### Directives
• 1. In the forum thread about TJ Ford, which player does DHarris34Phan name as Ford's partner in the best young PG tandem in the league?
• 2. Quote the forum thread about TJ Ford, starting at "## whiterhino (Jun" and ending at "(Jun 24, 2003)".

Wow, I feel so sorry for him


----------



## bigdbucks (Jun 7, 2002)

definetly not Milwaukee's season, nothing goes right:no: :sigh:


----------



## Pacers Fan (Aug 25, 2002)

This really sucks for the Bucks; I don't think TJ will ever be the same. He had the potential to be one of the best PG's in the league, and a very entertaining player at that.


----------



## whiterhino (Jun 15, 2003)

It's really a shame, I think TJ Ford could have been a John Stockton or a Jason Kidd if this didn't happen...he was the best pure point guard to come into the league in a very very long time. I hope he somehow gets healed.


----------



## Priest (Jun 24, 2003)

i think he'll be the same when he comes back he just has to work on his conditioning..but i also heard that his spinal cord could crumble wit da lightest touch


----------



## DHarris34Phan (Oct 28, 2004)

This is bad news for us, definitly, but if we can get TJ Ford back even just 80% next year, but he continues to improve, we have the best young PG tandem in the leauge with Mo Williams and TJ Ford

Keep rehab-ing TJ, we need you! :clap:


----------



## Pan Mengtu (Jun 18, 2004)

Not looking good :nonono:


----------



## Damian Necronamous (Jun 10, 2002)

If Ford ever does get back, it'll be very interesting to see how he pans out.


----------

### Records
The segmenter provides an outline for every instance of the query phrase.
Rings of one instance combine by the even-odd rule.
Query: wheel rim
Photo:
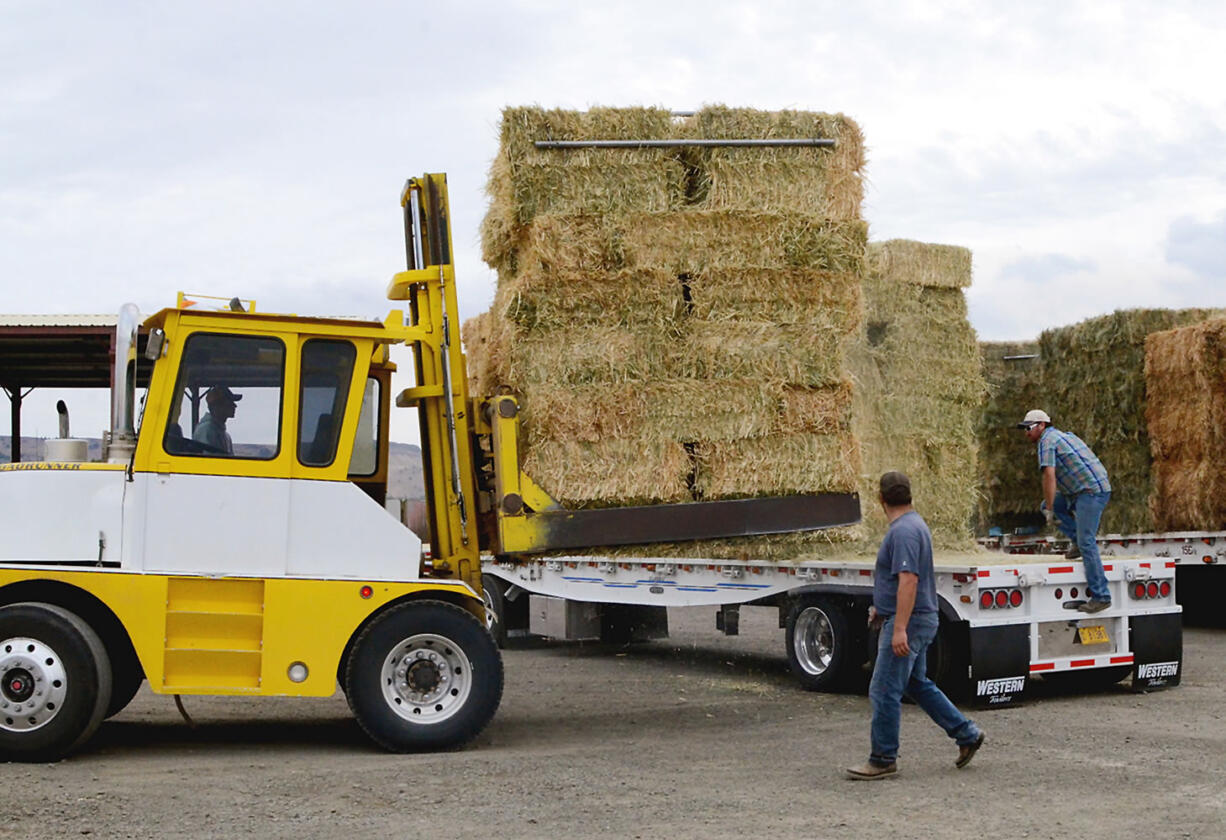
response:
[[[67,672],[51,647],[25,638],[0,643],[0,730],[29,732],[47,726],[67,693]]]
[[[819,676],[835,655],[835,633],[830,617],[820,607],[805,607],[796,617],[796,661],[805,673]]]
[[[445,636],[422,633],[397,644],[383,667],[387,706],[413,724],[440,724],[459,712],[472,692],[472,665]]]
[[[489,594],[487,587],[482,586],[481,597],[485,602],[485,629],[493,633],[494,625],[498,624],[498,613],[494,612],[494,596]]]

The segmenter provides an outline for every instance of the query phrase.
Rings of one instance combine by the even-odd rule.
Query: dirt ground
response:
[[[77,755],[0,765],[0,838],[1217,838],[1226,825],[1226,630],[1188,629],[1178,688],[1045,687],[977,712],[956,748],[915,706],[900,773],[868,750],[863,694],[787,672],[776,613],[671,613],[631,647],[504,651],[489,728],[452,753],[389,755],[343,697],[170,698],[142,689]],[[512,643],[514,644],[514,643]]]

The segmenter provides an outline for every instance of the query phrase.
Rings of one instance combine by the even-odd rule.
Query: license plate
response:
[[[1076,629],[1076,638],[1083,645],[1106,645],[1111,641],[1107,636],[1107,628],[1102,624],[1079,627]]]

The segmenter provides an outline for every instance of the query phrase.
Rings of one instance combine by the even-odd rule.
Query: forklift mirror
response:
[[[164,351],[166,351],[166,332],[162,331],[162,327],[156,326],[152,330],[150,330],[148,341],[145,343],[145,358],[147,358],[150,362],[157,362],[159,358],[162,358]]]

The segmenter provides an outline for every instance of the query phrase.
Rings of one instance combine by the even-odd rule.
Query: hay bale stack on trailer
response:
[[[971,543],[982,362],[966,311],[971,253],[904,239],[872,243],[864,327],[852,343],[855,430],[864,459],[870,538],[885,530],[872,479],[907,472],[916,505],[945,548]]]
[[[1016,429],[1043,405],[1037,341],[980,343],[988,395],[975,427],[978,441],[976,533],[1042,527],[1035,446]]]
[[[535,146],[815,136],[837,145]],[[465,337],[474,390],[521,399],[525,471],[568,506],[855,491],[862,167],[841,115],[506,109],[498,291]]]
[[[1053,423],[1085,440],[1111,476],[1111,504],[1100,533],[1160,530],[1146,422],[1145,340],[1214,316],[1210,309],[1129,309],[1038,337],[1042,407]],[[1037,483],[1037,478],[1035,479]]]
[[[1226,530],[1226,318],[1149,335],[1145,391],[1154,526]]]

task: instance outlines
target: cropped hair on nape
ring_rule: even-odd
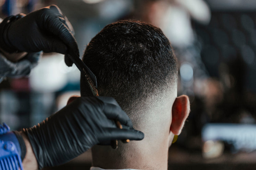
[[[96,76],[100,95],[113,97],[125,111],[176,87],[177,61],[170,42],[145,23],[107,25],[87,45],[82,60]],[[82,95],[90,93],[82,77],[81,85]]]

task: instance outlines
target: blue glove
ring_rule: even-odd
[[[0,125],[0,169],[23,170],[26,147],[21,133]],[[2,167],[2,168],[1,168]]]

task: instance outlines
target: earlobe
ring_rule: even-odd
[[[77,95],[73,95],[71,96],[68,100],[68,102],[67,102],[67,105],[68,105],[70,103],[72,102],[75,99],[78,97],[80,97],[80,96]]]
[[[190,112],[188,97],[182,95],[174,101],[172,108],[172,123],[170,130],[175,135],[179,135]]]

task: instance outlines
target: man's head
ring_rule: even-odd
[[[145,134],[142,141],[119,144],[116,150],[96,146],[94,161],[94,158],[101,159],[101,154],[108,154],[110,157],[106,156],[107,159],[120,159],[126,165],[133,161],[128,160],[129,155],[138,158],[166,152],[166,147],[167,151],[174,134],[180,133],[183,127],[189,102],[185,96],[176,99],[176,59],[162,31],[134,21],[109,24],[92,39],[83,61],[97,77],[99,95],[113,97],[135,128]],[[81,89],[82,95],[91,95],[83,76]],[[102,159],[100,162],[104,162]],[[110,166],[108,168],[113,168]]]

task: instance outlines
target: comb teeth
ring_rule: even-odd
[[[69,58],[74,62],[74,64],[77,66],[77,67],[78,69],[80,70],[81,73],[84,73],[84,71],[83,70],[83,68],[84,69],[84,70],[90,76],[93,82],[94,85],[95,86],[96,88],[97,88],[97,79],[96,79],[96,76],[95,75],[92,73],[89,68],[87,67],[87,66],[85,65],[85,64],[83,62],[83,61],[80,58],[79,56],[78,56],[75,54],[74,53],[72,56],[70,55],[68,55],[69,56]]]
[[[23,170],[16,155],[11,155],[0,159],[0,170]]]
[[[96,79],[96,76],[95,76],[95,75],[92,73],[92,72],[91,71],[91,70],[89,68],[87,67],[87,66],[85,65],[85,64],[83,62],[83,63],[84,65],[84,68],[85,69],[85,70],[86,71],[86,72],[89,75],[89,76],[90,76],[90,77],[91,78],[91,79],[92,80],[93,82],[93,83],[94,83],[94,85],[95,86],[95,87],[96,88],[97,88],[97,79]]]

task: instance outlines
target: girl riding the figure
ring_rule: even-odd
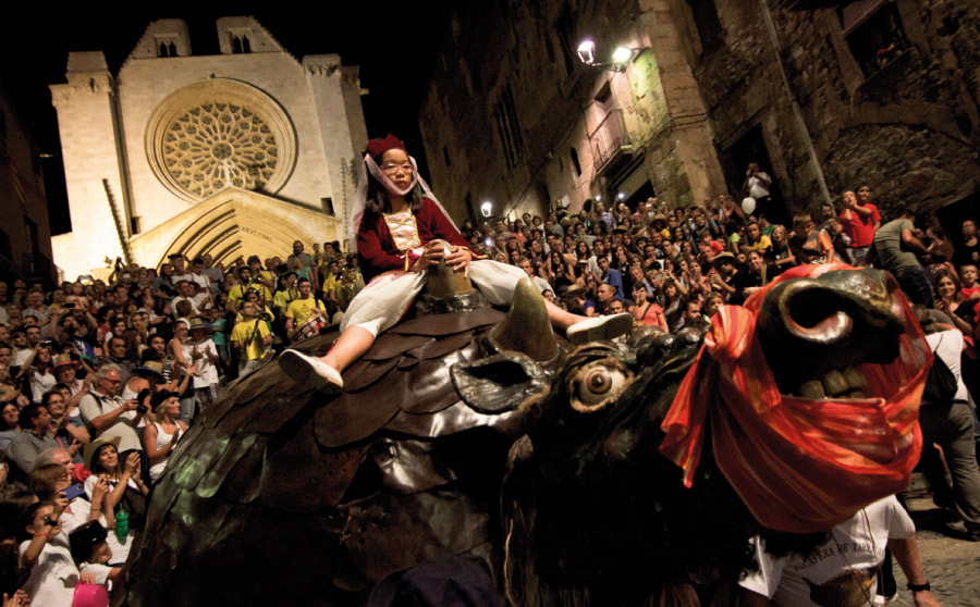
[[[301,382],[343,387],[342,373],[359,359],[382,331],[394,326],[426,284],[427,270],[444,259],[467,275],[495,306],[511,302],[519,268],[487,259],[469,249],[455,224],[419,177],[415,159],[393,135],[368,141],[352,213],[351,243],[356,243],[368,284],[351,302],[341,336],[326,356],[285,350],[280,366]],[[546,301],[548,318],[573,344],[611,339],[629,331],[629,314],[587,318]]]

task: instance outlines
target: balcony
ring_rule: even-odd
[[[633,146],[626,138],[623,124],[623,110],[612,110],[599,126],[589,134],[592,146],[592,158],[596,162],[596,174],[609,171],[618,160],[633,153]]]

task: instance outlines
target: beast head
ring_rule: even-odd
[[[453,369],[473,408],[523,412],[503,491],[519,603],[686,604],[749,535],[828,530],[907,482],[928,350],[894,280],[831,269],[723,308],[705,339]]]

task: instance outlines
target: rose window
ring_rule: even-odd
[[[275,172],[279,145],[266,121],[248,108],[201,103],[167,128],[163,158],[181,188],[205,198],[229,185],[262,189]]]
[[[279,104],[243,83],[189,85],[161,103],[147,131],[160,181],[189,201],[225,187],[278,191],[295,162],[295,134]]]

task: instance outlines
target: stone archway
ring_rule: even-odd
[[[137,259],[159,267],[171,255],[193,259],[206,252],[231,265],[238,257],[285,260],[293,243],[311,251],[314,243],[341,237],[336,218],[253,191],[228,188],[132,240]]]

### Answers for the exercise
• 1. Mo Williams

• 2.
## whiterhino (Jun 15, 2003)

It's really a shame, I think TJ Ford could have been a John Stockton or a Jason Kidd if this didn't happen...he was the best pure point guard to come into the league in a very very long time. I hope he somehow gets healed.


----------



## Priest (Jun 24, 2003)